* [Directions]
Leaving every picture out, repeat all of the entries below exactly.

* [Entries provided]
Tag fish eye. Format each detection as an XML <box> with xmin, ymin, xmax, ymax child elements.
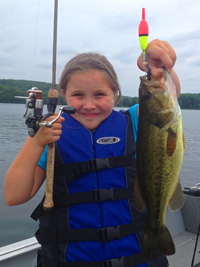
<box><xmin>144</xmin><ymin>92</ymin><xmax>151</xmax><ymax>100</ymax></box>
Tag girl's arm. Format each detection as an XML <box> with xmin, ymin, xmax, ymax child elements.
<box><xmin>4</xmin><ymin>115</ymin><xmax>64</xmax><ymax>206</ymax></box>
<box><xmin>4</xmin><ymin>137</ymin><xmax>46</xmax><ymax>206</ymax></box>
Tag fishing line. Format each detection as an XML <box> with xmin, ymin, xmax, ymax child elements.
<box><xmin>191</xmin><ymin>221</ymin><xmax>200</xmax><ymax>267</ymax></box>
<box><xmin>32</xmin><ymin>0</ymin><xmax>40</xmax><ymax>86</ymax></box>
<box><xmin>62</xmin><ymin>121</ymin><xmax>85</xmax><ymax>130</ymax></box>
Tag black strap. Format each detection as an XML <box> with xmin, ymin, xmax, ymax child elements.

* [Response to the task]
Tag fish eye. Format each detection as an XML <box> with xmin, ymin, xmax, ymax child elements.
<box><xmin>144</xmin><ymin>92</ymin><xmax>151</xmax><ymax>100</ymax></box>
Tag girl's arm. Format each detection as an XML <box> with xmin, ymin, xmax, ymax child elements.
<box><xmin>4</xmin><ymin>115</ymin><xmax>64</xmax><ymax>206</ymax></box>
<box><xmin>4</xmin><ymin>137</ymin><xmax>46</xmax><ymax>206</ymax></box>
Tag fishing line. Format each detection as an XML <box> with xmin, ymin, xmax, ymax child elements.
<box><xmin>191</xmin><ymin>221</ymin><xmax>200</xmax><ymax>267</ymax></box>
<box><xmin>32</xmin><ymin>0</ymin><xmax>40</xmax><ymax>86</ymax></box>
<box><xmin>62</xmin><ymin>121</ymin><xmax>85</xmax><ymax>130</ymax></box>
Tag black strap. Format each detection as an XML <box> with xmin, ymin, xmax, ymax child elements.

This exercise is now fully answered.